## Exercise
Resume the article on PwC NewLaw's report about metrics for legal departments, picking up right after its last sentence.

## Document excerpt
=== Begin Enclosure ===

“Legal departments are going to need to defend the value of their output more than ever,” PwC NewLaw says
Metrics are important to legal departments, according to a report published by PwC’s NewLaw group.
In light of the economic impact of the COVID-19 pandemic, the firm said that it is especially crucial for legal departments to prove their value as “organisational costs come under more pressure and scrutiny.”
“Legal departments are going to need to defend the value of their output more than ever and using metrics to do so in an objective and scientific way will be critical,” PwC NewLaw said.
The report emphasised the supportive role metrics play in decision making.
“Every day, legal departments make decisions. Decisions are made about resourcing, spending legal budget, training staff, engaging with clients, planning for risk events and so on,” the group said. “Often the basis for this type of decision making is essentially ‘gut feel’. Applying metrics to analyse options reduces the uncertainty about decisions ordinarily made through gut feel.”

=== End Enclosure ===

## Supplied data
=== Begin Enclosure ===

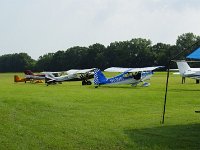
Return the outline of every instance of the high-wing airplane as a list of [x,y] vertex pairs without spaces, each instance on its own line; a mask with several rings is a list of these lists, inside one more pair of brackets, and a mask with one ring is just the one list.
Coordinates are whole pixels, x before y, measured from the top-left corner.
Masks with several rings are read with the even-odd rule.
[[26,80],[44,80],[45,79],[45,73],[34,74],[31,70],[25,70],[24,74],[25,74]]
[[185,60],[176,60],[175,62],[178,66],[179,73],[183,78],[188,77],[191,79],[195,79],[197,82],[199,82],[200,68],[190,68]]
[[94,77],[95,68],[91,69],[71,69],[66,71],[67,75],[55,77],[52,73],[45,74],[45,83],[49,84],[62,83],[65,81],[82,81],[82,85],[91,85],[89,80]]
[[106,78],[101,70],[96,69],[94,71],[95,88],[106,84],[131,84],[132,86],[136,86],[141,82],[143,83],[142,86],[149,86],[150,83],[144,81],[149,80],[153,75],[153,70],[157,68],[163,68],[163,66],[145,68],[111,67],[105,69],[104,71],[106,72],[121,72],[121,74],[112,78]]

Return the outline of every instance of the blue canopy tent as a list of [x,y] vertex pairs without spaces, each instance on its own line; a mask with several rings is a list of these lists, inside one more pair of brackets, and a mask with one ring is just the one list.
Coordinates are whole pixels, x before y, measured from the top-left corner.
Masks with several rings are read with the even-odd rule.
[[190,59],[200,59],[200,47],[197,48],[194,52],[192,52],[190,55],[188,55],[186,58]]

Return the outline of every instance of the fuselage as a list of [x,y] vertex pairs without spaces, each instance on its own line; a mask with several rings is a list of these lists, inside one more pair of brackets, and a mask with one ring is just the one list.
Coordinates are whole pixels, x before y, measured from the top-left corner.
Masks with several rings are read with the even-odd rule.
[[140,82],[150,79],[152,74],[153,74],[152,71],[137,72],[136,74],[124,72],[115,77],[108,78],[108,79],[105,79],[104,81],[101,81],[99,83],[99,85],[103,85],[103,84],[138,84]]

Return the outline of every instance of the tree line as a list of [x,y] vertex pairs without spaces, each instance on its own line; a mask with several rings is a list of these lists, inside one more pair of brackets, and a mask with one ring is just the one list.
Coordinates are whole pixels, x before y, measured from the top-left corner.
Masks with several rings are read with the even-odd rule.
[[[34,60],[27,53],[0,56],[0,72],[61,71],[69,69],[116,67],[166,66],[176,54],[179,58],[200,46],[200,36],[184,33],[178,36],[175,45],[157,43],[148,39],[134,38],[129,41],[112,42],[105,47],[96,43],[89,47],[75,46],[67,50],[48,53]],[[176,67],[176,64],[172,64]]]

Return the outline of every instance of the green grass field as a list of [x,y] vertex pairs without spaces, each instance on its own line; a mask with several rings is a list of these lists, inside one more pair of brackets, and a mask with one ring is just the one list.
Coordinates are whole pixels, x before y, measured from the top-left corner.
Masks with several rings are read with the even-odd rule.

=== End Enclosure ===

## Output below
PwC NewLaw recommends that legal departments determine the key decisions they must make, and from there, identify the crucial metrics they need.
“It is also important to remember that not everything that can be measured should be measured. All measurements must support a decision,” the group said. “And something is a decision only if there are two or more realistic alternatives with potentially negative consequences if it turns out the wrong position is taken. In other words, there must be something at stake.”
The report identified some key decision-making areas for legal departments: strategy, outsourcing and vendor management, working methods, legal skills, finance management, knowledge management, technology and innovation, data and information, business partners and risk. It also determined the difficulty of obtaining metrics for each area.
For instance, obtaining metrics related to the type of work the legal department does is of “medium” difficulty.
“All legal departments should be able to define what work should and shouldn’t be done by the legal department, although considerable work is required to compile a master list and tag work,” PwC NewLaw said.
Determining metrics for work value done is more difficult, but can be a strong support for various decisions and reports. On the other hand, metrics to determine headcount can be easily obtained through human resources.
“For too long legal departments have been exempt from using metrics to support decisions and demonstrate effectiveness. This has been to the detriment of better decision making,” PwC NewLaw said.
PwC NewLaw was launched last year, and is led by partner Mick Sheehy.